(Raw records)

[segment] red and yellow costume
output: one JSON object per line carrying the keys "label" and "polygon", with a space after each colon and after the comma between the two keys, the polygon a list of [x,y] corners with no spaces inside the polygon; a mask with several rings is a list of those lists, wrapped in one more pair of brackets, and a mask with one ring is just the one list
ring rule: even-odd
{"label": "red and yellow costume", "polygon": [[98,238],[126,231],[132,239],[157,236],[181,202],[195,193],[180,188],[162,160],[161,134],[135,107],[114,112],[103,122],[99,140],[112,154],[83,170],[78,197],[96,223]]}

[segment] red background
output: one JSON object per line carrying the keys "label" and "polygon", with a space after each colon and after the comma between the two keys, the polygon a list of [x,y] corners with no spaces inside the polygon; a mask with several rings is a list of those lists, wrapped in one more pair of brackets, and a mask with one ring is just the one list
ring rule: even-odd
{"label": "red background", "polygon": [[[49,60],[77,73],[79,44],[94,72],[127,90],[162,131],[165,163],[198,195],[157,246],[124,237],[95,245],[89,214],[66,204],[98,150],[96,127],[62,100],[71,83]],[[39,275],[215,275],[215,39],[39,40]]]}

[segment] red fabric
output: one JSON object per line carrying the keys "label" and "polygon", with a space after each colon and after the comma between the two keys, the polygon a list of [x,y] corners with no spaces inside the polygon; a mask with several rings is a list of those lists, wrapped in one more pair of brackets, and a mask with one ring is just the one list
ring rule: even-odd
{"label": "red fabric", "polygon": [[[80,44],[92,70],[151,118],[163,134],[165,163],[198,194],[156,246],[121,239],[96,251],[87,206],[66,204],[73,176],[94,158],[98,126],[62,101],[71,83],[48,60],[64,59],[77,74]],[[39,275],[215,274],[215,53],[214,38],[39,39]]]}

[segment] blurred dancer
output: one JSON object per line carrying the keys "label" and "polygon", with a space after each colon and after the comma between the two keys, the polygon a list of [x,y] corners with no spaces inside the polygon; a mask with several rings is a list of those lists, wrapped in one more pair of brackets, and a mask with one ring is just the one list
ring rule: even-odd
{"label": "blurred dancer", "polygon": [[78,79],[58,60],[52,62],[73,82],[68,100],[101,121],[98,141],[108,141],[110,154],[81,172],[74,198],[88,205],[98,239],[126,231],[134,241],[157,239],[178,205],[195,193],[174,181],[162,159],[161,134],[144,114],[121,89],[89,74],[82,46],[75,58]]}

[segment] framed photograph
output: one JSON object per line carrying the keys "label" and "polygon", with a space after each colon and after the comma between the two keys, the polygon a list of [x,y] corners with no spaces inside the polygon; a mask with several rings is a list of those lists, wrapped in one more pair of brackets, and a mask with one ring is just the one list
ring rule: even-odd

> _EXERCISE_:
Locate the line with "[segment] blurred dancer" in the entries above; extract it and every line after it, verbatim.

> _SOLUTION FOR THIS EXERCISE_:
[segment] blurred dancer
output: one JSON object per line carrying the keys "label" and "polygon", with a space after each colon and after the comma between the two keys, the polygon a list of [x,y] corners with no spaces inside the polygon; a mask with several rings is a list of those lists, wrapped in one more pair of brackets, and a mask with one ring is just the one list
ring rule: even-odd
{"label": "blurred dancer", "polygon": [[78,79],[58,60],[52,62],[73,82],[68,100],[101,121],[98,141],[108,141],[110,154],[81,172],[74,198],[88,205],[98,239],[126,231],[134,241],[157,239],[178,205],[195,193],[174,181],[162,159],[161,134],[144,114],[121,89],[89,74],[82,46],[75,58]]}

[segment] framed photograph
output: one JSON object per line carrying the keys "label" and "polygon", with a space after each colon and after the comma between the two keys, the polygon a list of [x,y] corners with no spaces inside the polygon; a mask with several rings is a list of those lists, wrapped in one more pair of brackets, and a mask with one ring is just the one list
ring rule: even-odd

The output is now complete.